◆ Passage ◆
He is widely known for his part in the Battle of the Little Bighorn in June 1876 and his later celebrity as a performer in Buffalo Bill's Wild West Show, but, for the Sioux, Sitting Bull is celebrated as the embodiment of the four cardinal virtues of his people: courage, fortitude, generosity, and wisdom. He is also recognized for his refusal to abandon the traditions of his people and his efforts to preserve their culture. Although famous as a holy man, prophet, war chief, and hunter, Sitting Bull was also a poet and composer, as well-known among his people for his rapport with wild animals and herbal knowledge as for his leadership.
He was killed while resisting arrest at the Standing Rock Agency Reservation in South Dakota on 15 December 1890 and was buried at Fort Yates in North Dakota. His remains were exhumed by family members in the 1950s and interred at Mobridge, South Dakota, near where he was thought to have been born. Debate continues over whether these remains are those of Sitting Bull, and historians also offer differing views on his legacy. His reputation as a great leader of his people, however, is unchallenged as he continues to be recognized as a symbol of Native American pride, honor, and traditional values, as well as for his stand against injustice.
Youth & Name
Little is known of Sitting Bull's life before the age of 14. His date of birth, given as 1831, 1832, 1834, or 1837, is debated, as was his birthplace until fairly recently. He is now understood to have been born on the Yellowstone River (known to the Sioux as Elk River) in modern-day Montana and was named Jumping Badger (Hoka Psice). He quickly earned the nickname Slow (Hunkesni), owing, according to scholar Robert. M. Utley, to "his willful and deliberate ways" (6). His father was Chief Sitting Bull of the Hunkpapa Sioux, and his mother was Her-Holy-Door from a respectable Hunkpapa family. He had two sisters and a half-brother but would later adopt others as his brothers, and these are sometimes mistakenly referenced as biological siblings.
Chief Sitting Bull taught his son to ride, hunt, and shoot expertly before the boy was ten years old. Young Slow was an excellent shot with bow and arrow and became so closely associated with horses that his peers joked how he even walked as though he were on horseback. When he was 14, he joined a war party against the Crow and "counted coup" against a Crow warrior, knocking him from his horse where he was then killed by another of the party. For this act of courage – defeating an enemy without killing him – Chief Sitting Bull gave his name to his son and assumed the name Jumping Bull. "Sitting Bull" – Tatanka Iyotanka (literally "Buffalo Who Sits Down") – fit the youth's personality as, "according to fellow tribesmen, suggested an animal possessed of great endurance, his build much admired by the people, and when brought to bay, planted immovably on his haunches to fight on to the death" (Utley, 15).

◆ Description of the task ◆
In the passage on Sitting Bull, what name did his father take after giving his own name to his son?

◆ Material supplied ◆
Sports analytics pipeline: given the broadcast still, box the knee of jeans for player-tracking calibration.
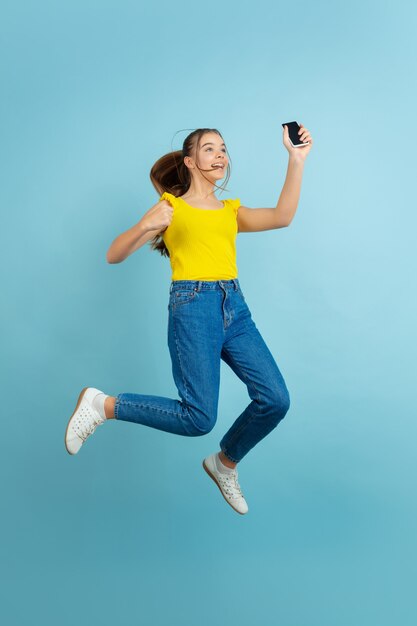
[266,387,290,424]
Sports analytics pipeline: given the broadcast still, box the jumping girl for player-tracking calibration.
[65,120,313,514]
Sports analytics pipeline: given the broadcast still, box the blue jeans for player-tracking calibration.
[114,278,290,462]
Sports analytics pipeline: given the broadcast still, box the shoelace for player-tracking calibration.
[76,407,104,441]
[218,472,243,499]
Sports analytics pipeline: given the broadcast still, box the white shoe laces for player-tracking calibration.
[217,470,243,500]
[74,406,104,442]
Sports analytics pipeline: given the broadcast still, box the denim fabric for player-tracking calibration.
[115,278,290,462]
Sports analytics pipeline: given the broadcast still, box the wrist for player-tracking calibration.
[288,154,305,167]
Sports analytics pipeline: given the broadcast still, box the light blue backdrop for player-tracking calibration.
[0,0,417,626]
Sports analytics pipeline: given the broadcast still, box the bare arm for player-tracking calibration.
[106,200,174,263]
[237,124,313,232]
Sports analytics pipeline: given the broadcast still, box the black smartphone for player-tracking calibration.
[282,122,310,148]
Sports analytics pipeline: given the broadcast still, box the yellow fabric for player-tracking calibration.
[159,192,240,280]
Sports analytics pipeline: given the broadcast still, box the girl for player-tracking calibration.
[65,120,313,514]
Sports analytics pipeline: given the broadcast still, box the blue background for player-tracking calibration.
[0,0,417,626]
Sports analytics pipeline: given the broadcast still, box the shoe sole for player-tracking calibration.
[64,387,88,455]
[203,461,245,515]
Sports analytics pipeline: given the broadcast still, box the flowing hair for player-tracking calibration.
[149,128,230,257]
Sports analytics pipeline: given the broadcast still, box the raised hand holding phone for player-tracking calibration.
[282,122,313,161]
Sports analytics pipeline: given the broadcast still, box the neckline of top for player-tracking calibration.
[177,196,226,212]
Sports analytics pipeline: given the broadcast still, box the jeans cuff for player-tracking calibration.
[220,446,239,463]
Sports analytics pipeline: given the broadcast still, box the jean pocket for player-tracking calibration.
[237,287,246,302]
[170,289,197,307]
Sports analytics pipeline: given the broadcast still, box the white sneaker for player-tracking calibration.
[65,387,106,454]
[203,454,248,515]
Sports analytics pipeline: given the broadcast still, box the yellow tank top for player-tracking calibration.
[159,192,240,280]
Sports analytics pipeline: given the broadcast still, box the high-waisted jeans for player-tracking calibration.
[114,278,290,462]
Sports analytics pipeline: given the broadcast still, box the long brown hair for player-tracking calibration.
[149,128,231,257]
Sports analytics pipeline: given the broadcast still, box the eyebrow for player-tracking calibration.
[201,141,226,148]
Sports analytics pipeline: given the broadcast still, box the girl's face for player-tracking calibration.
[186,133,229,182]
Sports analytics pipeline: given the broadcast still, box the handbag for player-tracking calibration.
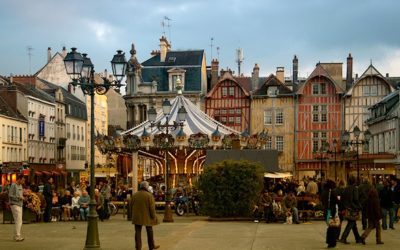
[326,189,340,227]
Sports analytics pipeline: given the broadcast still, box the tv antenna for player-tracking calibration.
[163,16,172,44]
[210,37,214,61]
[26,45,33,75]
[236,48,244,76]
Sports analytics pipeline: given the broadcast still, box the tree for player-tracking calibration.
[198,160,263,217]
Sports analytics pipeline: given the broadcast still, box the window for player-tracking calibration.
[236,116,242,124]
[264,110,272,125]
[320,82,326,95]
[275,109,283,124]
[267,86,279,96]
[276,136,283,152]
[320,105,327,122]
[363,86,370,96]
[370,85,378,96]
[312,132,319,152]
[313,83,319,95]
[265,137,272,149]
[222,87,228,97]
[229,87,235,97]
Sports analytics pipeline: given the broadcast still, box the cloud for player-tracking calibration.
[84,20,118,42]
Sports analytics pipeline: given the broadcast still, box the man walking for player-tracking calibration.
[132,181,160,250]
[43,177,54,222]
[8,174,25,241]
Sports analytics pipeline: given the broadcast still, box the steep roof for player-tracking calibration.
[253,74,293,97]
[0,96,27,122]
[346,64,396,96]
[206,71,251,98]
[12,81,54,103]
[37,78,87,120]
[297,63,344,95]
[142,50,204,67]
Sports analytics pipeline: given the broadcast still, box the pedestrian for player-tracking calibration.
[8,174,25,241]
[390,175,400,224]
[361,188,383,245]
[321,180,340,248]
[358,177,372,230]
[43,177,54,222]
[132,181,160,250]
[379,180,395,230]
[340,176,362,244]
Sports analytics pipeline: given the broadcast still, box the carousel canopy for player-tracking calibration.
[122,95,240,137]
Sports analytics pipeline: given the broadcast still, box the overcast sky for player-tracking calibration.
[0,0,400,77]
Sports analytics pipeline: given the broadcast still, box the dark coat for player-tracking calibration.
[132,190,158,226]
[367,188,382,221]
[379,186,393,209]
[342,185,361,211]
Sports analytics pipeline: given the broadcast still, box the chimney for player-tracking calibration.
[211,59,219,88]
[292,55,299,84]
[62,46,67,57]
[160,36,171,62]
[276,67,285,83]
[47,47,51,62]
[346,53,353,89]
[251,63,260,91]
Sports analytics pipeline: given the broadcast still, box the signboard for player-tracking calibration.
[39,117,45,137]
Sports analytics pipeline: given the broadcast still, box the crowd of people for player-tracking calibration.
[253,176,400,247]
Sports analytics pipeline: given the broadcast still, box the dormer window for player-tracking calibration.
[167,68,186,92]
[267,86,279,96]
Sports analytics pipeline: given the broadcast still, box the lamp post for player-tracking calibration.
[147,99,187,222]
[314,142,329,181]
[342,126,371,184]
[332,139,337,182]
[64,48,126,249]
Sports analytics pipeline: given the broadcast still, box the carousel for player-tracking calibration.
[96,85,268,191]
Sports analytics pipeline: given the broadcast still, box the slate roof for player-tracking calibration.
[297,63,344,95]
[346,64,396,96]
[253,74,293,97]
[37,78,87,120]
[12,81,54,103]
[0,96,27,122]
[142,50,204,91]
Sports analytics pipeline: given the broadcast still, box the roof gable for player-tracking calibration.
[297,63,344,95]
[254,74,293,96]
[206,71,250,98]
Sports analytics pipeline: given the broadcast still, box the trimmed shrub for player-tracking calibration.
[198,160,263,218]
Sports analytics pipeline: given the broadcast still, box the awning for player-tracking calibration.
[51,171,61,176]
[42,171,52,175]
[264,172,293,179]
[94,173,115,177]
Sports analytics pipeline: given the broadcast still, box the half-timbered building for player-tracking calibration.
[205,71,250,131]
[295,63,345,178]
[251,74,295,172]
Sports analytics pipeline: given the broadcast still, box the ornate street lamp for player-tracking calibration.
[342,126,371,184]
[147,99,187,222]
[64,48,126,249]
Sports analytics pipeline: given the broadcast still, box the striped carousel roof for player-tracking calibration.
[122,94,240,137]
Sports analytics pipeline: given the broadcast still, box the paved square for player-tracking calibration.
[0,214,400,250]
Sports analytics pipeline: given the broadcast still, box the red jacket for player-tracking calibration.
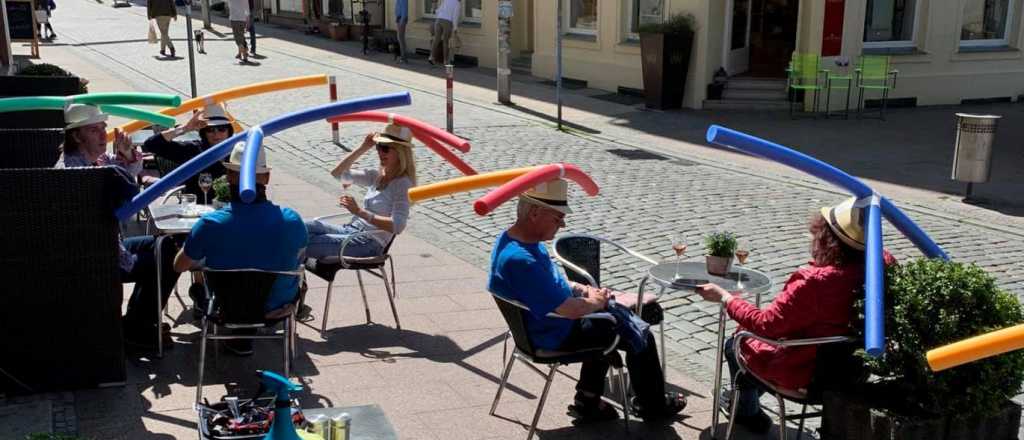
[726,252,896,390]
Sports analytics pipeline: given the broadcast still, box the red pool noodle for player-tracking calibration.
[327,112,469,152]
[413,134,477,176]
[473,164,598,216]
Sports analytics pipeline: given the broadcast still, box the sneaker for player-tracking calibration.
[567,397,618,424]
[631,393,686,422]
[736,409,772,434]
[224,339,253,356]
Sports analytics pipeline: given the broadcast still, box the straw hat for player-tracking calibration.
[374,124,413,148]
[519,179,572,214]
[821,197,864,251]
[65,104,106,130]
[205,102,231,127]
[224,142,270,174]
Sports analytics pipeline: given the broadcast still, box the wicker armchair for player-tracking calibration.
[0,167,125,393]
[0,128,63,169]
...
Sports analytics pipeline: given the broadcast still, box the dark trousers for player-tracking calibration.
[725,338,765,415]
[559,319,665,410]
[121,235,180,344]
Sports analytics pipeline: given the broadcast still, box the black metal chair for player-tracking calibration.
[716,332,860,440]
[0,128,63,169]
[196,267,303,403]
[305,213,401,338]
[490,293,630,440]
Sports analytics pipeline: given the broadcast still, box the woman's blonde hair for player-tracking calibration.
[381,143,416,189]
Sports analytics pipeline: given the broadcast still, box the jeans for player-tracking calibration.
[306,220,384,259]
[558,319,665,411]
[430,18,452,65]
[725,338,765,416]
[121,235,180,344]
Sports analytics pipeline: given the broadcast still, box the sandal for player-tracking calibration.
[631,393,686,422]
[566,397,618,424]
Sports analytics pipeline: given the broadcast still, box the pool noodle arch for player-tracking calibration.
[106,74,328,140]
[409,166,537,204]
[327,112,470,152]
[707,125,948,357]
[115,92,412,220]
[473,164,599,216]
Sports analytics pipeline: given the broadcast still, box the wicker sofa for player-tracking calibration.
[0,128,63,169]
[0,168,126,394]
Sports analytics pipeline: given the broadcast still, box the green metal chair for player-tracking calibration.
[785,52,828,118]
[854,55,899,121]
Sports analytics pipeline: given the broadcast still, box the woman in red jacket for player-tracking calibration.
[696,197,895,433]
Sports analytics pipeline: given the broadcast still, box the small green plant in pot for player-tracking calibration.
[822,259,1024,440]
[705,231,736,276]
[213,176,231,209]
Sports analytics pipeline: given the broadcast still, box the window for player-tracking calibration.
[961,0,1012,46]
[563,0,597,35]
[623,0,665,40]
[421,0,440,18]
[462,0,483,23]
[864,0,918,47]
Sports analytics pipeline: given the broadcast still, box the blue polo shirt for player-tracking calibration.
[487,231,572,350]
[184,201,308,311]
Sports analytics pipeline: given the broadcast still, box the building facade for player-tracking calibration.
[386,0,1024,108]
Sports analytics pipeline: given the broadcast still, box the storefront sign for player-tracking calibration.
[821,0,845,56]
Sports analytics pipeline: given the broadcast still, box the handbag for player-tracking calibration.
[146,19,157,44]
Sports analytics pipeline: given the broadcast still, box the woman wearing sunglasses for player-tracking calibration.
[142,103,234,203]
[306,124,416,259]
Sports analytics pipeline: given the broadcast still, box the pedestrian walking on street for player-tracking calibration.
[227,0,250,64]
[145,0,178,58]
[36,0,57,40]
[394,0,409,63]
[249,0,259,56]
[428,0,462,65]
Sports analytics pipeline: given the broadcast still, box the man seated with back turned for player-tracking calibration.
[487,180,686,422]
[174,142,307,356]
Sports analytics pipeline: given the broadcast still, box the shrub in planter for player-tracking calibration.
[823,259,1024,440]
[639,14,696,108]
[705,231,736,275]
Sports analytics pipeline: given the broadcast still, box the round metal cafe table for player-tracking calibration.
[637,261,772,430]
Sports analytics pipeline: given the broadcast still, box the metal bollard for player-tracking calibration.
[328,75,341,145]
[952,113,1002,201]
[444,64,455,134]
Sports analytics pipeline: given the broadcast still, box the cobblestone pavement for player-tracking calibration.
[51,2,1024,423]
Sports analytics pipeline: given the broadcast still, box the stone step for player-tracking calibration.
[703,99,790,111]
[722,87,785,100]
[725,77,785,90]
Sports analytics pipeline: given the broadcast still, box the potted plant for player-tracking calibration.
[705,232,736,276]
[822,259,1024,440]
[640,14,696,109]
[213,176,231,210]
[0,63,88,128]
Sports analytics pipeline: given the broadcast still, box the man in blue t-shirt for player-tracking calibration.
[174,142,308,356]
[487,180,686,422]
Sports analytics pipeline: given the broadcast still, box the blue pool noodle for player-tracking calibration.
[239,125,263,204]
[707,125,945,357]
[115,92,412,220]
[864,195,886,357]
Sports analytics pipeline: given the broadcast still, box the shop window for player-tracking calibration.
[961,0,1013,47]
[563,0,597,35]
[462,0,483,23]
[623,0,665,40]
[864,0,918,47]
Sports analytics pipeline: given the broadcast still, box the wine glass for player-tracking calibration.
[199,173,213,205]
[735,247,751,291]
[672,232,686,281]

◆ Answer to the problem ◆
Jumping Bull